→ WHAT YOU SHOULD DO
Report each line of the material below that contains the string "surface", copying every such line in full. Case counts when matching.
+-------+
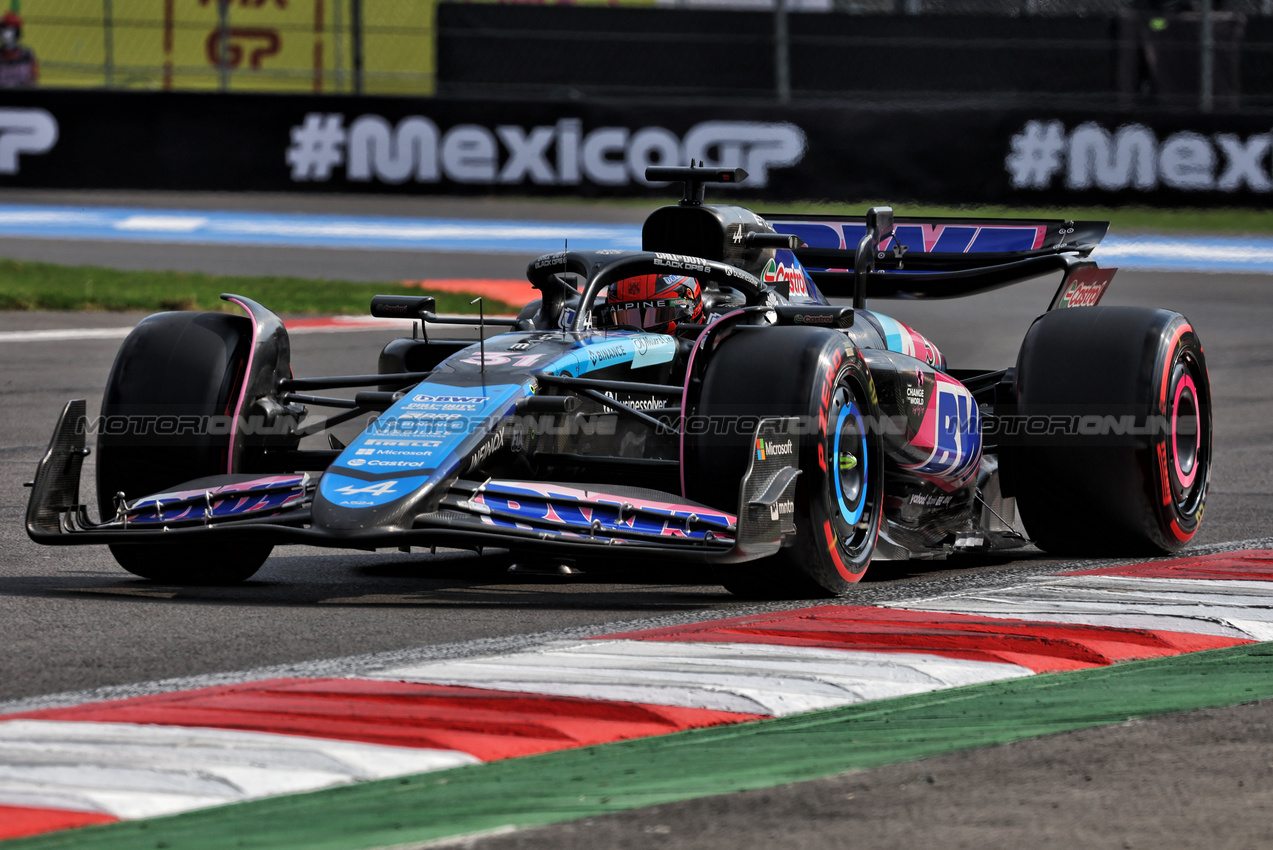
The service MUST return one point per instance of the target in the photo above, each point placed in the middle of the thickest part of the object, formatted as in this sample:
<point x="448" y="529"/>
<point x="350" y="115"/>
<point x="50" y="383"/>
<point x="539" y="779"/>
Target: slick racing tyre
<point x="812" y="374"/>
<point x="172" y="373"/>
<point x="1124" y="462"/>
+-------+
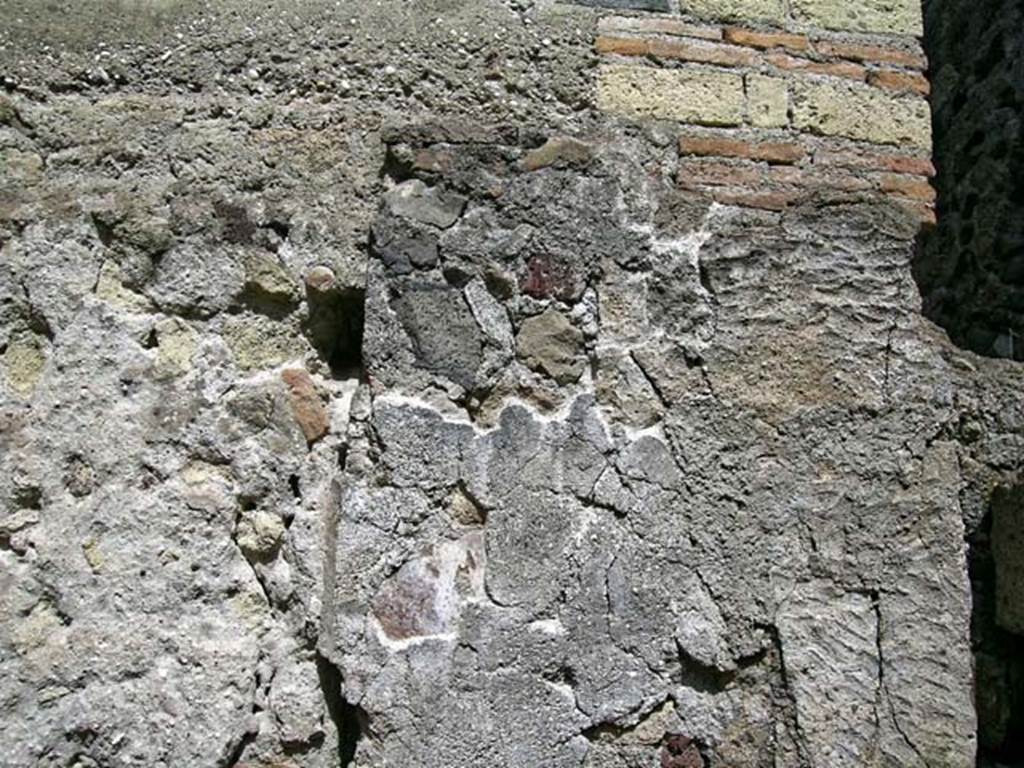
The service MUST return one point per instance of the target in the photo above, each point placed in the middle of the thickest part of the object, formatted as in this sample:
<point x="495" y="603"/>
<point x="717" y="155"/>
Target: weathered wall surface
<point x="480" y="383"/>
+-------+
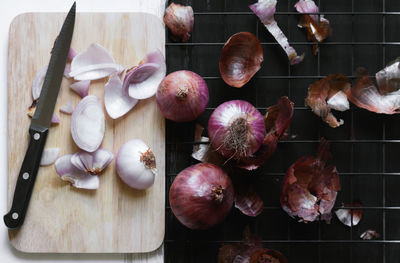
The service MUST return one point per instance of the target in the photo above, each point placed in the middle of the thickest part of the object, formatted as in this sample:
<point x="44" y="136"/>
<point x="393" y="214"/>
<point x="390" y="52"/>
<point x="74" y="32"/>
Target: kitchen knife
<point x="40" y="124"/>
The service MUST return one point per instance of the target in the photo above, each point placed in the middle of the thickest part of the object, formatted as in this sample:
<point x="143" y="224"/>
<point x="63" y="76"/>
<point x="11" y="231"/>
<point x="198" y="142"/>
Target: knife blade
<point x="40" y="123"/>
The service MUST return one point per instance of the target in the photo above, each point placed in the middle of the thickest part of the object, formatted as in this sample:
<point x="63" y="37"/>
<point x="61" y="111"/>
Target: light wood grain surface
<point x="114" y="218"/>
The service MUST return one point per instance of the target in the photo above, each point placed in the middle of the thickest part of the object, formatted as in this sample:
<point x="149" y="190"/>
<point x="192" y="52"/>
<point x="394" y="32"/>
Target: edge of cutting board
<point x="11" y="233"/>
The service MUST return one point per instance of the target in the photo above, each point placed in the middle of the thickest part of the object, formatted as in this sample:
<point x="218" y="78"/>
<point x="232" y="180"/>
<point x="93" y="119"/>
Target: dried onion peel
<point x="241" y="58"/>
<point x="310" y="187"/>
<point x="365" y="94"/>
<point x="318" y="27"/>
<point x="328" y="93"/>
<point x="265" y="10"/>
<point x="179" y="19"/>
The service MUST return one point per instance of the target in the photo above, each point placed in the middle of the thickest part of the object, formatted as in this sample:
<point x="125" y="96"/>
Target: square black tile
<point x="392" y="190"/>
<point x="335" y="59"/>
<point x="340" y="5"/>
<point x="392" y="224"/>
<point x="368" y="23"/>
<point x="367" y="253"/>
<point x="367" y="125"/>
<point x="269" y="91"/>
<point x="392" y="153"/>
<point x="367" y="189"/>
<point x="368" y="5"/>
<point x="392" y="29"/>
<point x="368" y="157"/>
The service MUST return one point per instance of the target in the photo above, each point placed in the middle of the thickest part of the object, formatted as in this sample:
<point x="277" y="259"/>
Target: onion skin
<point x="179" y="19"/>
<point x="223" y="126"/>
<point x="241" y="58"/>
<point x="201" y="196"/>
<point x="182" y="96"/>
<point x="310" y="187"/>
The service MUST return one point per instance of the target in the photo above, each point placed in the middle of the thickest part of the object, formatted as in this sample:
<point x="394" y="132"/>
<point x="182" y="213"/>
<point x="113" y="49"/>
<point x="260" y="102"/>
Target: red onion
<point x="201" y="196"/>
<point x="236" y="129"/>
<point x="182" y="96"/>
+-------+
→ SOLUTION FOR THIS TASK
Target: weathered wall surface
Target: light wood grain surface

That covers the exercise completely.